Work instructions:
Count the lines in the listing below that contain the string "Target", matching upper and lower case exactly. Reply with the number alone.

**** Record extracts

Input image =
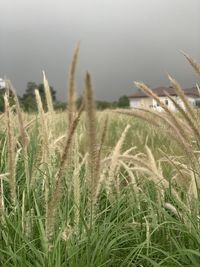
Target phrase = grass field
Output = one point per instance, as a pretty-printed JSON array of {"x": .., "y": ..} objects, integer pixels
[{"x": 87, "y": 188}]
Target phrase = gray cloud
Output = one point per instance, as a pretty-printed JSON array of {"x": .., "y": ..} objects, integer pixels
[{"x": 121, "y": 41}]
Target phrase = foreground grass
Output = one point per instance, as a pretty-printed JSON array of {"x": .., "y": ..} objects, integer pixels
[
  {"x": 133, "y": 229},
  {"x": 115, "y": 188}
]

********
**** Record extracts

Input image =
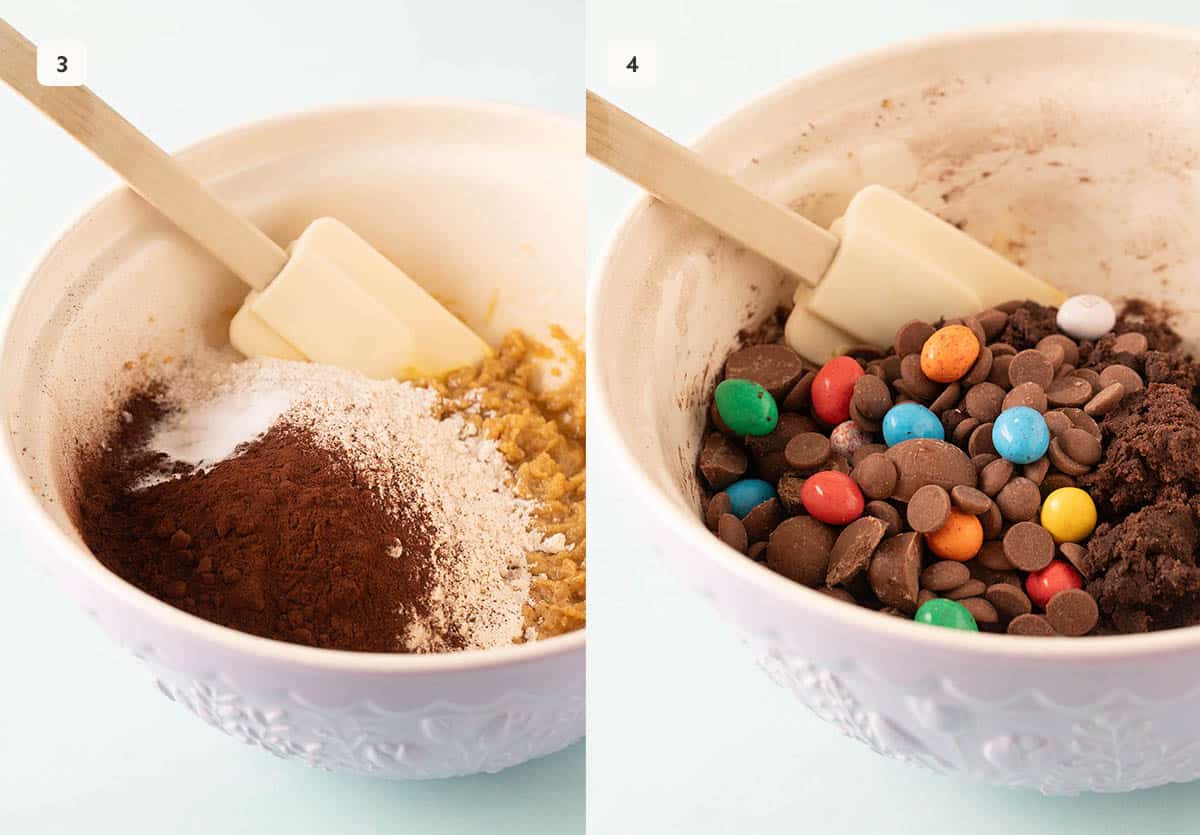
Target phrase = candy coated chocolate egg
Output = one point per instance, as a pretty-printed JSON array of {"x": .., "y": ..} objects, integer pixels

********
**** Record extracts

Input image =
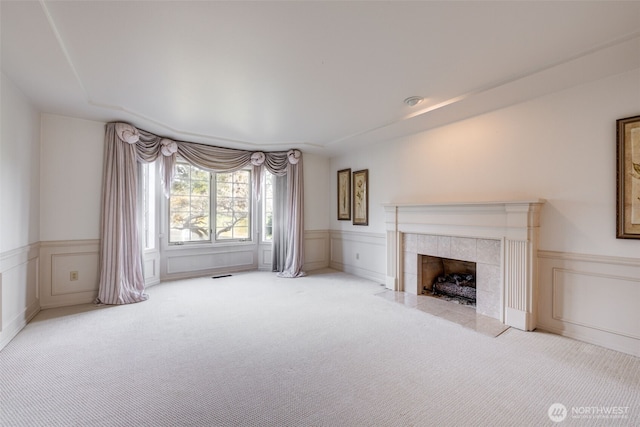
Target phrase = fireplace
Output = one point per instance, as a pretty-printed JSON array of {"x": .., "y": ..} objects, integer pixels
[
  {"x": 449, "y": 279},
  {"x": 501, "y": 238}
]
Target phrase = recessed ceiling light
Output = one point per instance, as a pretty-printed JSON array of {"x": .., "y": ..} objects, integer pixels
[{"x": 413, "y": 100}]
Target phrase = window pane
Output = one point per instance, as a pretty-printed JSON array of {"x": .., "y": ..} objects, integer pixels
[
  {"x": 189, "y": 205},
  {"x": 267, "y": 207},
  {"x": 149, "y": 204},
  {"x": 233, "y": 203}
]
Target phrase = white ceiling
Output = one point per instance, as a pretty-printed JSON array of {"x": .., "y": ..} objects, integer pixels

********

Solution to this exercise:
8